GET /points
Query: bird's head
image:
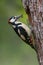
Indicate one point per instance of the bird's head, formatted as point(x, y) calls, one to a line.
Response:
point(14, 19)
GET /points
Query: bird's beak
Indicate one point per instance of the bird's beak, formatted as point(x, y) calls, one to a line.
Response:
point(17, 17)
point(9, 21)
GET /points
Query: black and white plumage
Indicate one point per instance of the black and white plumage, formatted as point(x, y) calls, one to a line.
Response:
point(22, 30)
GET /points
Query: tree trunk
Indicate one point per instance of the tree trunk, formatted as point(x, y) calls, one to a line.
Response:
point(34, 10)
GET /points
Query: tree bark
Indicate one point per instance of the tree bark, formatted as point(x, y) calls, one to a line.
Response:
point(34, 10)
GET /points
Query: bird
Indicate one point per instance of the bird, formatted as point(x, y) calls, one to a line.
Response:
point(22, 30)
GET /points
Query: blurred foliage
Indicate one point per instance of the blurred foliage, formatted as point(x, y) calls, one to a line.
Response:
point(13, 51)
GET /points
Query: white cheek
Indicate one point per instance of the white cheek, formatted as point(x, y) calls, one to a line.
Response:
point(12, 20)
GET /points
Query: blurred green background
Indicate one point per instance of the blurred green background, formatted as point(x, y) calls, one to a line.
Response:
point(13, 51)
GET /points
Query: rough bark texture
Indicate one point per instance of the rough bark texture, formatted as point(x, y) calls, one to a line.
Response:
point(34, 10)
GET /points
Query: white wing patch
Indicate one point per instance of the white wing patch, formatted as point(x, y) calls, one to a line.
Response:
point(26, 28)
point(12, 20)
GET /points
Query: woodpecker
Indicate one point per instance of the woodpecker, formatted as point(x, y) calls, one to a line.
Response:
point(22, 30)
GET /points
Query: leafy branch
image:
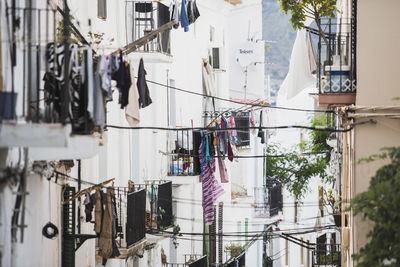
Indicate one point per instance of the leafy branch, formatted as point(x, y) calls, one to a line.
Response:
point(295, 171)
point(381, 205)
point(314, 9)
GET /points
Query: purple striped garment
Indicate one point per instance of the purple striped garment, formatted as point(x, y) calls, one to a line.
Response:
point(211, 188)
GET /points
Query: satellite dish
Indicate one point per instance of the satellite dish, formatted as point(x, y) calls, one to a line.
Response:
point(246, 54)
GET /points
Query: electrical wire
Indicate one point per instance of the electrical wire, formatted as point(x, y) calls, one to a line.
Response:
point(251, 156)
point(316, 128)
point(238, 102)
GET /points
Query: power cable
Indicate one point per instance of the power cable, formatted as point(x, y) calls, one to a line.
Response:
point(238, 102)
point(316, 128)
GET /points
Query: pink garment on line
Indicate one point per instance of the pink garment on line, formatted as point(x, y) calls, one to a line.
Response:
point(223, 172)
point(211, 188)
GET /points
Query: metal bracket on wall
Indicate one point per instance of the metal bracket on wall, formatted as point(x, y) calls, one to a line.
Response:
point(81, 238)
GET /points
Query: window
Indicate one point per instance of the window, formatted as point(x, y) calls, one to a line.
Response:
point(212, 33)
point(242, 120)
point(302, 252)
point(287, 253)
point(102, 9)
point(295, 210)
point(216, 58)
point(321, 201)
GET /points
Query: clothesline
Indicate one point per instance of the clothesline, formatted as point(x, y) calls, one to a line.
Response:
point(260, 104)
point(322, 128)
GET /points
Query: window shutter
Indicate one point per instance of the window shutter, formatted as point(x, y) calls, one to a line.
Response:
point(242, 120)
point(102, 9)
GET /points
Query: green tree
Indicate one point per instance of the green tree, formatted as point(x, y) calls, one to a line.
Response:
point(314, 9)
point(295, 171)
point(381, 205)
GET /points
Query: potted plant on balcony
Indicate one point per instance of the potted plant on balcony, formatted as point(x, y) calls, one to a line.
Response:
point(330, 200)
point(234, 249)
point(300, 10)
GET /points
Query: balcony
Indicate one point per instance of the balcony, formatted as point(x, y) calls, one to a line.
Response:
point(326, 255)
point(159, 216)
point(191, 261)
point(143, 18)
point(36, 110)
point(131, 228)
point(267, 200)
point(183, 159)
point(337, 63)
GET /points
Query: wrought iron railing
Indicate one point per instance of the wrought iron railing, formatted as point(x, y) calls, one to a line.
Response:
point(326, 255)
point(268, 200)
point(261, 204)
point(143, 17)
point(131, 215)
point(191, 260)
point(36, 84)
point(22, 94)
point(337, 57)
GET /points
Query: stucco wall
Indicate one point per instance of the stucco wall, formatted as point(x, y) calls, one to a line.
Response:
point(378, 57)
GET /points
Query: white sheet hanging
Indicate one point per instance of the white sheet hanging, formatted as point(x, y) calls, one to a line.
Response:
point(299, 76)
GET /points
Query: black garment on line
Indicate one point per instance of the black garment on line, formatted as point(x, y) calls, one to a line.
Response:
point(124, 82)
point(144, 94)
point(260, 131)
point(89, 207)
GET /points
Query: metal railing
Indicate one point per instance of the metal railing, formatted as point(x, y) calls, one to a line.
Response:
point(37, 86)
point(267, 200)
point(143, 17)
point(275, 199)
point(326, 255)
point(131, 215)
point(183, 160)
point(261, 204)
point(337, 57)
point(191, 260)
point(29, 30)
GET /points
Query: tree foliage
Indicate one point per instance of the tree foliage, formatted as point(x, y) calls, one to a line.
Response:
point(295, 171)
point(314, 9)
point(381, 205)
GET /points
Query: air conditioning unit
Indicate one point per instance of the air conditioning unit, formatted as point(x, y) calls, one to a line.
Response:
point(216, 58)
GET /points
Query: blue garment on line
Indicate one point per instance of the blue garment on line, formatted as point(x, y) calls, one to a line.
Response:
point(184, 16)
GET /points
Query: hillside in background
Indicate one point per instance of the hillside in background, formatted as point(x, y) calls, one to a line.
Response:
point(276, 28)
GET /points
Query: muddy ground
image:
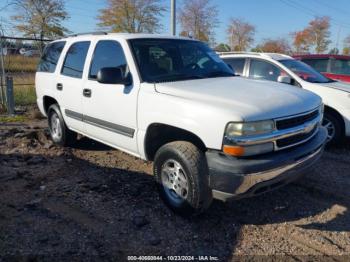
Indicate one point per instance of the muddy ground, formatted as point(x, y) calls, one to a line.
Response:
point(92, 202)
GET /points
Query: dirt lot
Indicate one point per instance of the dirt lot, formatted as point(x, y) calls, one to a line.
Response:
point(96, 203)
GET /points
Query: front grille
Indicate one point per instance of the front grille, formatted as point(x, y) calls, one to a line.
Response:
point(294, 140)
point(296, 121)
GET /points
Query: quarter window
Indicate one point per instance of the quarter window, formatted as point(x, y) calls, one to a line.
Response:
point(75, 59)
point(321, 65)
point(107, 54)
point(50, 57)
point(264, 71)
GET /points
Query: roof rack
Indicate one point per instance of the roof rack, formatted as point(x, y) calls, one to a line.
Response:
point(89, 33)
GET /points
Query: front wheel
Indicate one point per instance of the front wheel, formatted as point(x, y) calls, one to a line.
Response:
point(181, 172)
point(334, 127)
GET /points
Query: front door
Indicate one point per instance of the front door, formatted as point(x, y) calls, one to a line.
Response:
point(110, 109)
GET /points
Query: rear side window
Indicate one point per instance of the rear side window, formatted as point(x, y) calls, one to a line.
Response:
point(321, 65)
point(50, 57)
point(75, 59)
point(237, 64)
point(340, 66)
point(107, 53)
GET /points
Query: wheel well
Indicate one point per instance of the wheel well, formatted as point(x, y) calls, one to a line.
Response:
point(48, 101)
point(336, 114)
point(160, 134)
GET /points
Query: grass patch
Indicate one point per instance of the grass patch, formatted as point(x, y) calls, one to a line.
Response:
point(21, 64)
point(12, 119)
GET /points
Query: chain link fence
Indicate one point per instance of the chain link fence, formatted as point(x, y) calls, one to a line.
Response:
point(19, 58)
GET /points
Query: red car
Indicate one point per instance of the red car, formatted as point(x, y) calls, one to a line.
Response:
point(336, 67)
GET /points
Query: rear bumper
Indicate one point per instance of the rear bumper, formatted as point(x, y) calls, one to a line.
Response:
point(233, 178)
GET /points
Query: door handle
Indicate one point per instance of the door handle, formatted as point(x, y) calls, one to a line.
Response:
point(87, 92)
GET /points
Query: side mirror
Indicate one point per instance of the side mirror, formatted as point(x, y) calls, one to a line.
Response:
point(113, 75)
point(284, 79)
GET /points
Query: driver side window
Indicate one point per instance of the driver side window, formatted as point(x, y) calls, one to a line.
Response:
point(265, 71)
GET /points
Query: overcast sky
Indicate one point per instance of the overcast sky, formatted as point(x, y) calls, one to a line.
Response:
point(272, 18)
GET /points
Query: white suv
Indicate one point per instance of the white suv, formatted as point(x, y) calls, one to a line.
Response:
point(175, 102)
point(285, 69)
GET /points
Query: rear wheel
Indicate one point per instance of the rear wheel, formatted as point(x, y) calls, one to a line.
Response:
point(181, 172)
point(334, 127)
point(59, 132)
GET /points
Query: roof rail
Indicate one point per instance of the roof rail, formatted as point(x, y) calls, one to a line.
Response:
point(89, 33)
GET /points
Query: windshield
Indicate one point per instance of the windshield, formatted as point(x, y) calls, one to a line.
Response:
point(305, 71)
point(164, 60)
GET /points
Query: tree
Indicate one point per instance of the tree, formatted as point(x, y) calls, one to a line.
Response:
point(240, 34)
point(198, 18)
point(302, 41)
point(320, 33)
point(40, 19)
point(222, 48)
point(274, 46)
point(132, 16)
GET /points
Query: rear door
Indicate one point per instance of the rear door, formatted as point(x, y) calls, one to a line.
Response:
point(70, 84)
point(110, 109)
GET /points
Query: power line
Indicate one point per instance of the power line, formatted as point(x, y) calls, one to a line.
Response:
point(331, 7)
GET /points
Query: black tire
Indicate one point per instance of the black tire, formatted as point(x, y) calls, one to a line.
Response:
point(67, 136)
point(195, 170)
point(337, 128)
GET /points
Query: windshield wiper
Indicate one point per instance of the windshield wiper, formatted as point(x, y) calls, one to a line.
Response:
point(177, 77)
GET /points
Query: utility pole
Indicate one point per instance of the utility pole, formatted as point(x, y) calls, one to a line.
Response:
point(173, 17)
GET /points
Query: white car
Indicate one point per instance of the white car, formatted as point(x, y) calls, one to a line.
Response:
point(285, 69)
point(175, 102)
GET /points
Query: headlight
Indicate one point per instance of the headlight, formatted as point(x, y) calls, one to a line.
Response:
point(249, 129)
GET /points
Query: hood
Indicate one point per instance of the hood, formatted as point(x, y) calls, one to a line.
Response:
point(244, 99)
point(338, 85)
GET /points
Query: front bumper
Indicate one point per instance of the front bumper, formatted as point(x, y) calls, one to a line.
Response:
point(233, 178)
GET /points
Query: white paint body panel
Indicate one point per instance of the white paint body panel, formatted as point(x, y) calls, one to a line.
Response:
point(203, 107)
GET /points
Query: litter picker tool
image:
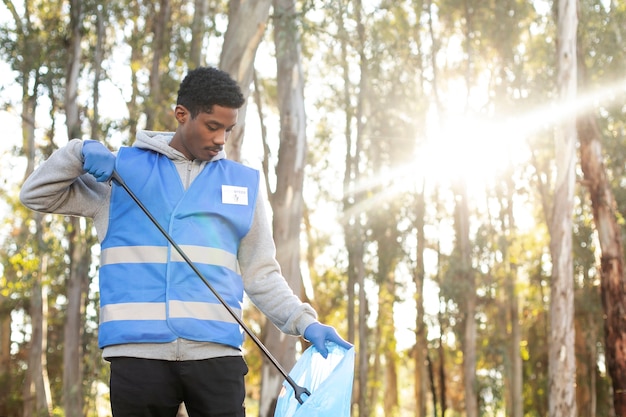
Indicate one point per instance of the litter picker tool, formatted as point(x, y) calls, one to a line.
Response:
point(298, 390)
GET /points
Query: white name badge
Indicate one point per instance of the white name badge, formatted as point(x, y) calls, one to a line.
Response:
point(234, 195)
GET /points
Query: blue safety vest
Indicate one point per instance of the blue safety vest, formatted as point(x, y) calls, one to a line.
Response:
point(148, 293)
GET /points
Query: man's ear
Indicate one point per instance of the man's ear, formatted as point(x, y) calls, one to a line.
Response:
point(181, 113)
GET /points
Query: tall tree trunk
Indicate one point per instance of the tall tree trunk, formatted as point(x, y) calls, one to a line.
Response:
point(72, 352)
point(562, 360)
point(200, 11)
point(612, 282)
point(246, 25)
point(386, 326)
point(513, 363)
point(357, 236)
point(37, 398)
point(160, 50)
point(467, 277)
point(421, 344)
point(287, 202)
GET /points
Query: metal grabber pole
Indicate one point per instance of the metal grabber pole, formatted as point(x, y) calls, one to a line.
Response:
point(298, 390)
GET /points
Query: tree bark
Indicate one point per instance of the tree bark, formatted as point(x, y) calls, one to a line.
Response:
point(37, 398)
point(467, 277)
point(287, 202)
point(421, 344)
point(200, 11)
point(562, 360)
point(160, 47)
point(72, 352)
point(246, 25)
point(612, 282)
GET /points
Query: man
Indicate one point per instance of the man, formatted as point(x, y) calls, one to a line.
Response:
point(167, 337)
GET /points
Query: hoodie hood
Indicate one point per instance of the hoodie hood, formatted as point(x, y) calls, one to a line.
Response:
point(160, 142)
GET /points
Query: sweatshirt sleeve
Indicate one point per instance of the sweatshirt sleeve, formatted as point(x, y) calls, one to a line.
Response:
point(264, 283)
point(60, 185)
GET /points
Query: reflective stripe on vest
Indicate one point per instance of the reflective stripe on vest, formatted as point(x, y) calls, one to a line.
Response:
point(148, 293)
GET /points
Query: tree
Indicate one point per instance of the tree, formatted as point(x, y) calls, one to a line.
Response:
point(247, 21)
point(562, 360)
point(286, 200)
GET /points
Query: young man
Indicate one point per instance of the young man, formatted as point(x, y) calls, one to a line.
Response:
point(167, 337)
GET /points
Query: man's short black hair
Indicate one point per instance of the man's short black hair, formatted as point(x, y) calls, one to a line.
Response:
point(204, 87)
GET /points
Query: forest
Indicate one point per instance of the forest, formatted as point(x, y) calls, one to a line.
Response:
point(445, 181)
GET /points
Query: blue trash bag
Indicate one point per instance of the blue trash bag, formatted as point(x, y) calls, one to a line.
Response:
point(329, 381)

■ ■ ■ ■ ■

What to produce:
From the preceding records, count the lines where "woodpecker" occurs and reply with the number only.

Exercise output:
2